··· RECORDED DATA ···
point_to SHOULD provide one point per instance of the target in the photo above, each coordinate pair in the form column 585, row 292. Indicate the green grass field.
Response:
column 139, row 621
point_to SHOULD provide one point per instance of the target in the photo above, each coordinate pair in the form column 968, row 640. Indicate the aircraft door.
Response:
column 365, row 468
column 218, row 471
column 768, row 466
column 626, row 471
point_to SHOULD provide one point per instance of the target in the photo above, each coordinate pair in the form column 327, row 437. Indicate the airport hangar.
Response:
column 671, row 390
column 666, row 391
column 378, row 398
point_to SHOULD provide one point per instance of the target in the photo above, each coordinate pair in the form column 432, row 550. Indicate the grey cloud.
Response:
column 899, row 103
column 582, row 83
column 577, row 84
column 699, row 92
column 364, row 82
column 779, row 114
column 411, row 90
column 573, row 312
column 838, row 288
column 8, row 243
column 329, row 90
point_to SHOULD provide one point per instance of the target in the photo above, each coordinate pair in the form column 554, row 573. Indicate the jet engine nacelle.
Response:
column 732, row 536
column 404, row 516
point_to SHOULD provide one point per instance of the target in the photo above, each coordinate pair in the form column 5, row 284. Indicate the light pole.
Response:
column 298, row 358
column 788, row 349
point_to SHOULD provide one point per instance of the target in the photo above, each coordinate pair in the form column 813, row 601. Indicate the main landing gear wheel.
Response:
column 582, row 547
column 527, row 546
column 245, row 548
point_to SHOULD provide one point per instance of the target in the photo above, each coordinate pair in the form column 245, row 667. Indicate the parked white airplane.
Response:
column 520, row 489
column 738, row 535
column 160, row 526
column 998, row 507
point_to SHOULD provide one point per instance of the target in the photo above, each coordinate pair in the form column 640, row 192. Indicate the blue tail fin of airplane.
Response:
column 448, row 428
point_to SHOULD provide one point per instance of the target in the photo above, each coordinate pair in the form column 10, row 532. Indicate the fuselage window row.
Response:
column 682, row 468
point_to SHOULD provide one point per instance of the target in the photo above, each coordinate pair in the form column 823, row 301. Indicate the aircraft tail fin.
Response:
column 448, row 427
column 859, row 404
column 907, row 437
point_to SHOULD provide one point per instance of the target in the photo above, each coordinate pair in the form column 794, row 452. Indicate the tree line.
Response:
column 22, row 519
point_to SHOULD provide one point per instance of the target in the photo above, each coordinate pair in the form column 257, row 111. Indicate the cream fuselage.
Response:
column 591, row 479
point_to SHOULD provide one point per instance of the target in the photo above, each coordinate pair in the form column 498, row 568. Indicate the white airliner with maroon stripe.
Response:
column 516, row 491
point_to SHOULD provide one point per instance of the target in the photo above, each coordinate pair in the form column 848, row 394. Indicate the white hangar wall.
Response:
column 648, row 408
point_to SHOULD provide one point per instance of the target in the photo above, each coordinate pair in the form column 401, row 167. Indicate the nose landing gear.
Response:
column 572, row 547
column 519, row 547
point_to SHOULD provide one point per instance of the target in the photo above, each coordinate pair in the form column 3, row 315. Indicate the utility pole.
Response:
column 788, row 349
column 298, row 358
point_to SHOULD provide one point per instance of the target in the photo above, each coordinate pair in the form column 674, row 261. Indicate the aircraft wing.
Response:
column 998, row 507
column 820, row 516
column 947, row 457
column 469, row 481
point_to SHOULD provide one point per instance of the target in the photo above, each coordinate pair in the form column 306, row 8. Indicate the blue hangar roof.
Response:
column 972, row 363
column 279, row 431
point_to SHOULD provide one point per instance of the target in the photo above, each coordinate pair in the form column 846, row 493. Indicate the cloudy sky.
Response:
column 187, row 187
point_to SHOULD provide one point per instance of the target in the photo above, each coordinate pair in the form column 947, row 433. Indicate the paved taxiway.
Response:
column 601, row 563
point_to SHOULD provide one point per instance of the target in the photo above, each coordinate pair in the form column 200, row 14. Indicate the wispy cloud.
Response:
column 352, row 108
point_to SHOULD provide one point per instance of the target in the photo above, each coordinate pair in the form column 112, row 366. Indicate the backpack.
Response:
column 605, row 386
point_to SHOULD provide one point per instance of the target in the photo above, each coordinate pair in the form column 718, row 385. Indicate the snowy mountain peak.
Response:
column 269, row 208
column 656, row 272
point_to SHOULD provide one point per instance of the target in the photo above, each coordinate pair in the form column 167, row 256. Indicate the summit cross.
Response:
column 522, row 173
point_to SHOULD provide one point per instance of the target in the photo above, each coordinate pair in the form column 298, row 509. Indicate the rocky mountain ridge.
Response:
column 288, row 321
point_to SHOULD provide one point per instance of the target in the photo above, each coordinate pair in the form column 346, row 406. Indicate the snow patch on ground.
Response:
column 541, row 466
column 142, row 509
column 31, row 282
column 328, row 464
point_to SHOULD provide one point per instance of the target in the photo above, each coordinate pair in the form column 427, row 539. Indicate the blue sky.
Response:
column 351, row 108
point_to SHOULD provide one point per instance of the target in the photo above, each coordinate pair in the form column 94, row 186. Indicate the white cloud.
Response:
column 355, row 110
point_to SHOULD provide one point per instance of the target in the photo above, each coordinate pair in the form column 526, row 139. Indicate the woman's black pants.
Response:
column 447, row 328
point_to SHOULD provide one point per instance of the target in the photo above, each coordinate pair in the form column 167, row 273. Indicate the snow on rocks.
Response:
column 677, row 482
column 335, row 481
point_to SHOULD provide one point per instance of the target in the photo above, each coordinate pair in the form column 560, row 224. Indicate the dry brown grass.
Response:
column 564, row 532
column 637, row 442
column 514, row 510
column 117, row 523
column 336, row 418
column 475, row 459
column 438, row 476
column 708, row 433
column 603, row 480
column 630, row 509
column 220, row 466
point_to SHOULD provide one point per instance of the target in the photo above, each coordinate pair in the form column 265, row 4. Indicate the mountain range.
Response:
···
Extract every line of the records above that contains the word "landing".

point_to SHOULD provide one point per instance of the target in the photo above, each coordinate pair in the form column 813, row 601. Indicate the main landing gear wheel.
point_to SHOULD provide one point per instance of the target in the photo above, each coordinate pair in the form column 401, row 167. Indicate the nose landing gear.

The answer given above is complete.